What you need to do
A: In the forum thread on salt-corroded tackle bag zippers, what kind of candle is suggested for rubbing on a zipper?
B: Output the part of the tackle bag zipper thread starting with "You can also" and going on through "top boot too.".
C: Go on with the tackle bag zipper thread from the point where it stops.

Given passage
--- --- ---
# Tackle Bag Zipper Salt Corrosion / Advice needed



## Emerald Ghost

Does anyone have an idea or a product that can be applied for keeping the zippers on soft tackle bags from freezing up from salt water / air corrosion ?

I have a new bag that I used twice and two zippers froze, and are now broken ............

Thanks for your input.


----------



## dsar592

The only thing that I can think of is beeswax. You can get it at any hobby store. Thats what I put on my zippers.


----------



## sniper

Bees wax , shoot some wd40 on it now and then, oil should work fine. Had mine for over a year now and just put wd 40 on it and not a hint of rust or corrosion


----------



## johnsonbeachbum

You can also rub a candle on it but use an unscented candle so as not to contaminate anything with a smelly scent.



Works good on the super long zipper on the bimini top boot too.


----------



## baymotorsports

i use chap stick


----------



## Cuz

Take a cheap bar of soap and rub both sides of the zipper!


----------



## -WiRtH-

chap stick and beezwax work good. You can get beezwax thats is a chapstick tube at any store in the chapstick section.but if your zippers broke after using them twice you should take the bag back...


----------



## redlegs

Take some bees wax or paraffin wax, drop it in a glass jar with mineral spirits and seal it. Let it stand for a while (several days). The mineral spirits "melts" the wax down into a liquid. It becomes a cloudy, thin liquid. Douse liquid with Q-tip or cotton ball on zipper (both sides).



This is also a very good trick for cast iron table saws or tools. The liquid mineral spirits evaporate leaving a very thin coat or wax, which is also non-coloring and waterproof..



/r


----------



## knowphish

Line and Lure Saltwater Formula. If the zipper is stuck, spray it , wait a few minutes, and it will be free. Since I spray my reels and line after every trip, I take the time to shoot the zippers and they never get stuck!


----------



## H2OMARK

knowphish said:


> Line and Lure Saltwater Formula. If the zipper is stuck, spray it , wait a few minutes, and it will be free. Since I spray my reels and line after every trip, I take the time to shoot the zippers and they never get stuck!


I'm not at all familiar with this product. Is it sold locally?
--- --- ---
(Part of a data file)

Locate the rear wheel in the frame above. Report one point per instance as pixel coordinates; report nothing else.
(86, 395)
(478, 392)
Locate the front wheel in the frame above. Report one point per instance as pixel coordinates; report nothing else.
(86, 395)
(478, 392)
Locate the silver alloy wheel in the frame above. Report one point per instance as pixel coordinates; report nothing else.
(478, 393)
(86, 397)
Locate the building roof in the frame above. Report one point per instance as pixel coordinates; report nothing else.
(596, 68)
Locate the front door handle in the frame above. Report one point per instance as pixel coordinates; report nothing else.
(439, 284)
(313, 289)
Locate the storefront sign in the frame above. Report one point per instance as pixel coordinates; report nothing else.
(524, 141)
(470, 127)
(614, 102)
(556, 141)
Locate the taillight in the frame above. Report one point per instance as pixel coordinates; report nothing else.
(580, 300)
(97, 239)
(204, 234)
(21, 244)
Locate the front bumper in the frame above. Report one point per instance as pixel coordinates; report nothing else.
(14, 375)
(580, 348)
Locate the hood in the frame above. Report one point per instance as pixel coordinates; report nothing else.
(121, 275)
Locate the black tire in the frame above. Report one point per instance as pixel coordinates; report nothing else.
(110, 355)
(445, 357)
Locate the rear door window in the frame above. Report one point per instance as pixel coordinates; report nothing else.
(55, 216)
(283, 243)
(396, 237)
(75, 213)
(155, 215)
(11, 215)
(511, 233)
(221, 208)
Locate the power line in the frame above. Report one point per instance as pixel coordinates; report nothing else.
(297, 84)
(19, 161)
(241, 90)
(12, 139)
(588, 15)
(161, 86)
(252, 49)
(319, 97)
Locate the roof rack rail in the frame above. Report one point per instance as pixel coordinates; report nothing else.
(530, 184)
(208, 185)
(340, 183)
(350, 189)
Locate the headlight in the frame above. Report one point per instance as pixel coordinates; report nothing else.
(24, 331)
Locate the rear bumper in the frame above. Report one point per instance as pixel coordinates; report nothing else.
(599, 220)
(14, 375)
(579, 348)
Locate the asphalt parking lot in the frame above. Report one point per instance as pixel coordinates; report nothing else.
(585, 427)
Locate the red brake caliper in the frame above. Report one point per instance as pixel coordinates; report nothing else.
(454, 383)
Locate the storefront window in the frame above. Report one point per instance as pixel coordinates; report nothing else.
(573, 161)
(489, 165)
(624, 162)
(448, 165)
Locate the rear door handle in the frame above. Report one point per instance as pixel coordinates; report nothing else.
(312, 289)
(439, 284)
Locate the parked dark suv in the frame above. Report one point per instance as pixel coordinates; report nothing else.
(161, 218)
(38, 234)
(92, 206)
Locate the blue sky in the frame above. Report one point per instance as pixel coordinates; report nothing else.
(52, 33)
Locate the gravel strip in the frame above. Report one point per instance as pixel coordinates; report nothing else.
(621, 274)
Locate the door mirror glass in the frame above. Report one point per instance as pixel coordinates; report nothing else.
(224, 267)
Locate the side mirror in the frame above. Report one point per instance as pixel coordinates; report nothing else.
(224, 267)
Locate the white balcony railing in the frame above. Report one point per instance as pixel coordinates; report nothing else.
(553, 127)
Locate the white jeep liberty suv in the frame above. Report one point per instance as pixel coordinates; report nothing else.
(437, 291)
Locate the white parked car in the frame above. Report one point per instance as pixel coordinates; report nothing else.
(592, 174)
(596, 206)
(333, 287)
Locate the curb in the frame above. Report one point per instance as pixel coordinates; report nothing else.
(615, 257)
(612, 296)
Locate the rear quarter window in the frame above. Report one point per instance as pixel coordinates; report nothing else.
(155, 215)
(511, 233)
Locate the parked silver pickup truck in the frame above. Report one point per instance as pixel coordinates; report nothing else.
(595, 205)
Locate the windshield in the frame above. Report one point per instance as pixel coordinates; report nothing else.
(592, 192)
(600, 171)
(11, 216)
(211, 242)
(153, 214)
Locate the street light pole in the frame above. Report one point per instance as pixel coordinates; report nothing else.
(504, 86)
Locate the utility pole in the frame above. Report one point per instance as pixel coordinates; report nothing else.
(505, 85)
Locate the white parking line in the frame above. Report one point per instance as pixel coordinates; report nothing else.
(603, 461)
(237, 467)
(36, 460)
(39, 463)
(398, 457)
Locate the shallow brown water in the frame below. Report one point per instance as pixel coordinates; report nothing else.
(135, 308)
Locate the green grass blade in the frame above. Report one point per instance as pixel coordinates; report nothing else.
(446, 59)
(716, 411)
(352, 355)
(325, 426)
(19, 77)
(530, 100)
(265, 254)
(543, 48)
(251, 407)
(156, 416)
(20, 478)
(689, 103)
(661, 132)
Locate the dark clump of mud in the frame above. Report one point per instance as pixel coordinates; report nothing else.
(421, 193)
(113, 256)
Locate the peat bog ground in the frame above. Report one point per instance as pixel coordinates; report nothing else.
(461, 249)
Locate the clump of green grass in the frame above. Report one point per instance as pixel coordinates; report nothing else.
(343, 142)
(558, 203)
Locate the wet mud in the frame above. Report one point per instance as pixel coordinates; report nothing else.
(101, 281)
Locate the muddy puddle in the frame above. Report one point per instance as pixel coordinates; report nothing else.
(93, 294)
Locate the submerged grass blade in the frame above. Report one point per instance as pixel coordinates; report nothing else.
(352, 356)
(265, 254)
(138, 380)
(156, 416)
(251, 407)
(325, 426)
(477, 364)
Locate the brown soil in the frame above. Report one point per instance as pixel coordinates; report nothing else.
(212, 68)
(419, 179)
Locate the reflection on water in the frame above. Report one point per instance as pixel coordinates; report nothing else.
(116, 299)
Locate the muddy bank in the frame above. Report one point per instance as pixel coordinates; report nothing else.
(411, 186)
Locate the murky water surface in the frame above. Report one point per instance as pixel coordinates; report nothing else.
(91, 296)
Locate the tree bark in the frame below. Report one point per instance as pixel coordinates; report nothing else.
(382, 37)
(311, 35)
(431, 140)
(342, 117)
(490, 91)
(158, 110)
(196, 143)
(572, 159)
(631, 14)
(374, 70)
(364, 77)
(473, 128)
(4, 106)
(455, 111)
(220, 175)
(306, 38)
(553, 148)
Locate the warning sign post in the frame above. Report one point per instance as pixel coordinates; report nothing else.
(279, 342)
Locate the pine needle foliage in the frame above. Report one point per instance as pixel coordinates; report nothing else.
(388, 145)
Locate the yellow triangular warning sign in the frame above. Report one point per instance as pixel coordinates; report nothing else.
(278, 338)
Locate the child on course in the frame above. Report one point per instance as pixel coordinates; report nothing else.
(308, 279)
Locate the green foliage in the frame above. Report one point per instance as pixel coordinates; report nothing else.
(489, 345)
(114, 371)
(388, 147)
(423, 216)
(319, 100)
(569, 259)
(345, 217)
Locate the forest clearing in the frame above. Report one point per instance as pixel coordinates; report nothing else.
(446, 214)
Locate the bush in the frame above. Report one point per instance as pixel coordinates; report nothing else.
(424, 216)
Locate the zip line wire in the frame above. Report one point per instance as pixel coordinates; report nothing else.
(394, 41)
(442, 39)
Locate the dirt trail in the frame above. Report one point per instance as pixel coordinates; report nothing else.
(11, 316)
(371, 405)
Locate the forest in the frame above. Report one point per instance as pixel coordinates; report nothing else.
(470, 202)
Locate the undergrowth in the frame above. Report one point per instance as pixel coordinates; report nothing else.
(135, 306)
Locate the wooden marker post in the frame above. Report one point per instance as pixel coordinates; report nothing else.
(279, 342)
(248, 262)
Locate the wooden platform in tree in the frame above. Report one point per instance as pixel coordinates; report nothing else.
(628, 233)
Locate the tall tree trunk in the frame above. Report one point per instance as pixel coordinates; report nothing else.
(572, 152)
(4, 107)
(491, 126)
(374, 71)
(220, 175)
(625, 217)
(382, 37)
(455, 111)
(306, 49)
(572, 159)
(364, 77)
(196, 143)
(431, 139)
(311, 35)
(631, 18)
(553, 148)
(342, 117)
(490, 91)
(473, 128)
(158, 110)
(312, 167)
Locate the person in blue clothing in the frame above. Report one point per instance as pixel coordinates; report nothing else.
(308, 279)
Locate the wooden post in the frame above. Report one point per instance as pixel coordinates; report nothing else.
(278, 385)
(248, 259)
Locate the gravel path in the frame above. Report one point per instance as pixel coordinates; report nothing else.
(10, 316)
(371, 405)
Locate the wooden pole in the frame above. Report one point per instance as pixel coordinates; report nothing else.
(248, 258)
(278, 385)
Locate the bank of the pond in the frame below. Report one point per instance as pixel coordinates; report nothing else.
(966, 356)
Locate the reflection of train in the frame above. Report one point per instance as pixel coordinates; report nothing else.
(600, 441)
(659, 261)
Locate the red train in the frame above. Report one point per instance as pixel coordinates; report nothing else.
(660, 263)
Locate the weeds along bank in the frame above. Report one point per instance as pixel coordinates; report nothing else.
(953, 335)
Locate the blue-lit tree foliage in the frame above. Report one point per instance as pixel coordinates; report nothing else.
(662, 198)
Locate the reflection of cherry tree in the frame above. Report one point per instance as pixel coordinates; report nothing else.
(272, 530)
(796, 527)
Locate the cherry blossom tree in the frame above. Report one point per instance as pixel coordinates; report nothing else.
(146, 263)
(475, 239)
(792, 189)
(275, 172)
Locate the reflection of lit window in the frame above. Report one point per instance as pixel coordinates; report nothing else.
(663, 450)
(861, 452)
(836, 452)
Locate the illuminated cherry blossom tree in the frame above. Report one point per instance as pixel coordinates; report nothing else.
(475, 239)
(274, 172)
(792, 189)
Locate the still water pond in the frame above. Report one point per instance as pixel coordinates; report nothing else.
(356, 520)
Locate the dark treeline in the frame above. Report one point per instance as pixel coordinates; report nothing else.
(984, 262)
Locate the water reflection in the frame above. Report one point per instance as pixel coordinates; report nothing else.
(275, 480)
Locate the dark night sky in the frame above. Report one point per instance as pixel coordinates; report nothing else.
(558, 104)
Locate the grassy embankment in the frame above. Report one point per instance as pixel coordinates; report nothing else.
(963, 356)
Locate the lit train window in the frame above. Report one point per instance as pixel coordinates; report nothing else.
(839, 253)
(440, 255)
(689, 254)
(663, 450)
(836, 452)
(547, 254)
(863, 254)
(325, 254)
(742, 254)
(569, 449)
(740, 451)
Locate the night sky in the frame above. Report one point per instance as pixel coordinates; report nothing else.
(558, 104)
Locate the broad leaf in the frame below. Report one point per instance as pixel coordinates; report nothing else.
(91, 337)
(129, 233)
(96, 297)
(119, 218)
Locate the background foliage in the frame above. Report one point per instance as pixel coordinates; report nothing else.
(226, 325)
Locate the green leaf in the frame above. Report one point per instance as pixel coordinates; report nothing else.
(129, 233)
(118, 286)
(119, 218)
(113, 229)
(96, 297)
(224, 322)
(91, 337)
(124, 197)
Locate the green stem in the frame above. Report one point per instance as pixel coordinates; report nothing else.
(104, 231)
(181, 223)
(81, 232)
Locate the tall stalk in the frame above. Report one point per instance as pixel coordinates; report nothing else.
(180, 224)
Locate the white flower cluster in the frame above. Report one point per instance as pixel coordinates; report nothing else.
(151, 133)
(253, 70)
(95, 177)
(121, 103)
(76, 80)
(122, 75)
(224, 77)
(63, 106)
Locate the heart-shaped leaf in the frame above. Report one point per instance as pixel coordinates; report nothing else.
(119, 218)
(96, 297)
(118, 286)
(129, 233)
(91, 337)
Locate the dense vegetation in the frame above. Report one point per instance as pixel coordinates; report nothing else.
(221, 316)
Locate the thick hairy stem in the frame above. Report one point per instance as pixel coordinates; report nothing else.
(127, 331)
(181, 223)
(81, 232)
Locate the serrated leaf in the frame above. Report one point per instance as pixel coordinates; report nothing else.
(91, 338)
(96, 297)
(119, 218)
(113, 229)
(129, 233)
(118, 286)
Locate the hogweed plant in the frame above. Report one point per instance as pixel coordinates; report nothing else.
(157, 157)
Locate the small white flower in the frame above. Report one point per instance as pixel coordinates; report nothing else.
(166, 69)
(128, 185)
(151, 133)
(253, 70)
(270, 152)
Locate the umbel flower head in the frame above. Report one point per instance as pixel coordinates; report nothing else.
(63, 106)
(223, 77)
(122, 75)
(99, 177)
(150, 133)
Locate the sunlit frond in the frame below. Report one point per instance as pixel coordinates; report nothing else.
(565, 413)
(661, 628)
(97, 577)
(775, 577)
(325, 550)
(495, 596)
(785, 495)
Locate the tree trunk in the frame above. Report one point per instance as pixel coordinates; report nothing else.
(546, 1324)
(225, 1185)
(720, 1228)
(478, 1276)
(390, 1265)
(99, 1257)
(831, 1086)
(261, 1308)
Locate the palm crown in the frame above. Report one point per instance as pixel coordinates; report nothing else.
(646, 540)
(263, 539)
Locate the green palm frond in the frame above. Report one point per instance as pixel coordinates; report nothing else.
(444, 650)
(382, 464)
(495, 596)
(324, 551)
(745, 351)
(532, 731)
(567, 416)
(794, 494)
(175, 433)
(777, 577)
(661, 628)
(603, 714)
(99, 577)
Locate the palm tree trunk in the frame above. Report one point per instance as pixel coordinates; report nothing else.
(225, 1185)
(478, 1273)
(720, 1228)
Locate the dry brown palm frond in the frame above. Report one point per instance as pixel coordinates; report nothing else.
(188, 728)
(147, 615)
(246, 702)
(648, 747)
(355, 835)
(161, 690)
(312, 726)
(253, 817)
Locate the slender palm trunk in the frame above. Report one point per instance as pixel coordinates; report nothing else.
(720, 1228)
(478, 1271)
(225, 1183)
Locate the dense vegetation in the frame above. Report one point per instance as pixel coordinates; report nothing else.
--- --- ---
Answers given
A: An unscented candle, so nothing gets contaminated with a smelly scent.

B:
You can also rub a candle on it but use an unscented candle so as not to contaminate anything with a smelly scent.



Works good on the super long zipper on the bimini top boot too.

C:
----------



## lastcast

http://www.lineandlure.com/retailers/search/state/9/Florida/


----------



## boatnbob

*Try this link, I used it in the military*

Here is the link. As you rub it against the zipper, the paper wears down and you form a channel for the zipper to slide into, lubricating it. Great stuff and cheap. ($1.95)

http://www.amazon.com/AGS-American-Grease-Stick-Zipper/dp/B004YES88E

I am sure the other methods are good, but this is what was used on our survival vests, kits, and flight suits. 

I use "Salt away" to flush my engine, and the leftover product is used to hose down the entire boat. It is supposed to neutralize salt water/salt. Not sure if it is as good as the other product mentioned here. I also pour some into a bucket and wipe down all bright work. So far, so good.

Cheers,

Bob


----------



## Kim

I have a bunch of tackle bags, the ones I use now all have plastic zippers. Salt water or spray build up will lock them plastic zippers up tight as a frogs behind. I use Armour vinyl cleaner and it will free up the stuck zippers and it will keep them lubricated. It economical too!


----------



## Fish-n-Fur

I use vaseline; inert, long lasting, resilient, and inexpensive (cheap!). :thumbup:


----------



## addict620

*zipper*

I'm with fishnfur. I use vaseline. But I wait for high tide stand on one leg and look to the left as I apply. Works for me.


----------



## SeminoleSpearer

One of my friends is a Riverine (Muddy Water Navy). They swim with waterproof backpacks on. He said they just apply a little vasoline on the zippers. It keeps them from binding, and helps to waterproof the zipper.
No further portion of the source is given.